This is a problem of task assignment — assigning tasks to workers to ensure the fastest throughput where a task is assigned exactly once — and it can cast as a problem of control theory. Control theory is the formal study of driving the configuration of a real-world system to a desired configuration by leveraging current information. This is depicted in the diagram below for this problem.
At the start of every \(100~\mathrm{ms}\) period, the control algorithm observes the current state of the queues behind every worker and assigns all unassigned tasks. Then, during the \(100~\mathrm{ms}\) period, every worker completes as many tasks as it can: the minimum of the number of tasks in its queue and its service rate. We can describe this mathematically. Formally, let \(x^1_k\), \(x^2_k \in \mathbb{Z}_{\geq 0}\) be the number of tasks assigned to Worker 1 and 2 respectively at period \(k\) and let \(x^3_k \in \mathbb{Z}_{\geq 0}\) be the number of unassigned tasks at the start of period \(k\). Let \(u^1_k\), \(u^2_k \in \mathbb{Z}_{\geq 0}\) denote the number of additional tasks to assign to Worker 1 and 2 respectively at the start of period \(k\). Define \[ f(x_k, u_k, w_k) = \left( \begin{array}{l} \max\{0, x^1_{k} - \alpha^1 + u^1_k\}\\ \max\{0, x^2_{k} - \alpha^2 + u^2_k\}\\ \max\{0, x^3_{k} - u^1_k - u^2_k + w_k\} \end{array} \right). \] The number of tasks changes from period \(k\) to period \(k+1\) according to the following discrete-time law, \[ x_{k+1} = f(x_k, u_k, w_k), \] where \(w_k\) denotes the (unknown) number of new unassigned tasks. For now assume \(w_k = 0\): suppose we need only service \(x^3_0\) tasks for all time (a finite number). The \(\max\) ensures that we do not service more tasks than are actually queued behind a worker. The diagram below depicts the mathematical law.

**Goal a:** Reproduce the rows below word for word, everything from the first row down to the line containing "column 584, row 952", with both of those lines included.

**Record extracts:**
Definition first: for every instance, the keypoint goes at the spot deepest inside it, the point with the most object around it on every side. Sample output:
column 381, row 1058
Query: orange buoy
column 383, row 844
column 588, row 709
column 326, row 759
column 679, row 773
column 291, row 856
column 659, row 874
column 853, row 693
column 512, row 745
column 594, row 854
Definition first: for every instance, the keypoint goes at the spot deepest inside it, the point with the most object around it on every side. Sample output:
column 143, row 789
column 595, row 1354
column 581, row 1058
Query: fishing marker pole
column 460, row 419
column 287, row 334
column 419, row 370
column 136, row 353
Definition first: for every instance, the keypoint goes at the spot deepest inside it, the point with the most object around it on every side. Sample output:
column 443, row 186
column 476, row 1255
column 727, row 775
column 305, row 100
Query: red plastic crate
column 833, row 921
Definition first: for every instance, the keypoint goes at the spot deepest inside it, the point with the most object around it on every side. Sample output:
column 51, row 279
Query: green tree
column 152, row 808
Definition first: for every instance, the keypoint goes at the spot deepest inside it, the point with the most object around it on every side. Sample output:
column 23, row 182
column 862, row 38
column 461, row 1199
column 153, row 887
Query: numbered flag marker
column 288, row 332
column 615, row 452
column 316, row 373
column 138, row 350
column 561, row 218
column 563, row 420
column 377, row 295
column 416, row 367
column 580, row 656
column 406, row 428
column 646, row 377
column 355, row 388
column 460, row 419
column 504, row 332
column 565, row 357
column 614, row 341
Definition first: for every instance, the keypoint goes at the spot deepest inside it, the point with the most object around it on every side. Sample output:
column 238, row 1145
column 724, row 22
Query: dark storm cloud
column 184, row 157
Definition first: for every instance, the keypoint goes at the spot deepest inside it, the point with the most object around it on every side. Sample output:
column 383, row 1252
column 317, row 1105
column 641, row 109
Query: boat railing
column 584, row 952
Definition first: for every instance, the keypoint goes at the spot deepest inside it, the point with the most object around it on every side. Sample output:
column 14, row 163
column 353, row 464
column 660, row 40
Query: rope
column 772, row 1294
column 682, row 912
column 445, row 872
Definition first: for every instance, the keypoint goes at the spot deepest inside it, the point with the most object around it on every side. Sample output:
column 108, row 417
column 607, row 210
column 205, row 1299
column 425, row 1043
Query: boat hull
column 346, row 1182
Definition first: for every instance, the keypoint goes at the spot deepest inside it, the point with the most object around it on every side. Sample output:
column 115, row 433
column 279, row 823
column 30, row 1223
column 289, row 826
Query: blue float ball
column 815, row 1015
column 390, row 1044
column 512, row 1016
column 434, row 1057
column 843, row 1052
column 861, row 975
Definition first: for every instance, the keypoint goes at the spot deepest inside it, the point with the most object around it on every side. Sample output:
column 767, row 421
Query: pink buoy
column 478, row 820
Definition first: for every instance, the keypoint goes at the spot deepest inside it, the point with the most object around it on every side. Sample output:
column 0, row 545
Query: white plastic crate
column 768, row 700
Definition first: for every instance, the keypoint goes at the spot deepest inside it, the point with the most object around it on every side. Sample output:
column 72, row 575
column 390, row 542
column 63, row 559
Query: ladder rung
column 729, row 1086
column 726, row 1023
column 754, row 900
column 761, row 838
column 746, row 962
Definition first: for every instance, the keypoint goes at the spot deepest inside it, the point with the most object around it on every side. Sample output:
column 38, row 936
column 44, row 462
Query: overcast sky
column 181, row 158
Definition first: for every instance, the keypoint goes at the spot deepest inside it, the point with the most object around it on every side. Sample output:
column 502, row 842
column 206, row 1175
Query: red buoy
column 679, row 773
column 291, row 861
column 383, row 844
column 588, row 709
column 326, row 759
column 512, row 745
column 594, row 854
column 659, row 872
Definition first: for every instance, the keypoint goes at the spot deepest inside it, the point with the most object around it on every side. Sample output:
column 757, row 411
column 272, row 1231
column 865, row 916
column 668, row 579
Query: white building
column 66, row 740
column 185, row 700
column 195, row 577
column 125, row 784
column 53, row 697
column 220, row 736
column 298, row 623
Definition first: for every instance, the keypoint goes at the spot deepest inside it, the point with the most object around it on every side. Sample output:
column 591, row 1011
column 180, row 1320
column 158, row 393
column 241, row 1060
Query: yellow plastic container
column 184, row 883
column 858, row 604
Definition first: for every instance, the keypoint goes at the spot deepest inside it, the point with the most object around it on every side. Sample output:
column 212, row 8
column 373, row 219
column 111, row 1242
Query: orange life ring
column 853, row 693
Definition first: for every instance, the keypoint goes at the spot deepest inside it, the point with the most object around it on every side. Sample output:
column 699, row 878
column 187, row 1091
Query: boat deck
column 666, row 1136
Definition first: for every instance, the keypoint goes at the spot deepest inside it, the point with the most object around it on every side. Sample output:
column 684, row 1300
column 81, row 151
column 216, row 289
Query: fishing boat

**Goal b:** Transcribe the task assignment passage above exactly, everything from "This is a problem" down to "for this problem.", with both ends included.

**Written solution a:**
Definition first: for every instance, the keypoint goes at the spot deepest inside it, the point with the most object around it on every side. Sample output:
column 381, row 1058
Query: orange buoy
column 383, row 844
column 588, row 709
column 326, row 759
column 679, row 773
column 291, row 856
column 659, row 874
column 853, row 693
column 512, row 745
column 594, row 854
Definition first: for every instance, the keypoint goes at the spot deepest inside it, the point with the most object around it on every side. Sample output:
column 143, row 789
column 595, row 1354
column 581, row 1058
Query: fishing marker pole
column 460, row 419
column 287, row 334
column 419, row 370
column 136, row 353
Definition first: for every instance, the keypoint goes at the spot deepest inside it, the point with the most object around it on every side. Sample output:
column 443, row 186
column 476, row 1255
column 727, row 775
column 305, row 100
Query: red plastic crate
column 833, row 921
Definition first: for every instance, the keypoint goes at the spot deepest inside it, the point with the most object around it on every side. Sample output:
column 51, row 279
Query: green tree
column 152, row 808
Definition first: for every instance, the keypoint goes at the spot deepest inside it, the point with the most object around it on every side. Sample output:
column 23, row 182
column 862, row 38
column 461, row 1199
column 153, row 887
Query: numbered flag marker
column 288, row 332
column 615, row 452
column 316, row 373
column 138, row 350
column 561, row 218
column 563, row 420
column 377, row 295
column 416, row 367
column 580, row 656
column 406, row 428
column 646, row 377
column 355, row 388
column 460, row 419
column 504, row 332
column 565, row 357
column 614, row 341
Definition first: for every instance, the keypoint goes at the spot deepest inside it, the point with the most object around it on every side. Sample output:
column 238, row 1145
column 724, row 22
Query: dark storm cloud
column 184, row 157
Definition first: for every instance, the keypoint goes at the spot deepest inside it, the point with the most object around it on every side. Sample output:
column 383, row 1252
column 317, row 1105
column 641, row 109
Query: boat railing
column 584, row 952

**Written solution b:**
This is a problem of task assignment — assigning tasks to workers to ensure the fastest throughput where a task is assigned exactly once — and it can cast as a problem of control theory. Control theory is the formal study of driving the configuration of a real-world system to a desired configuration by leveraging current information. This is depicted in the diagram below for this problem.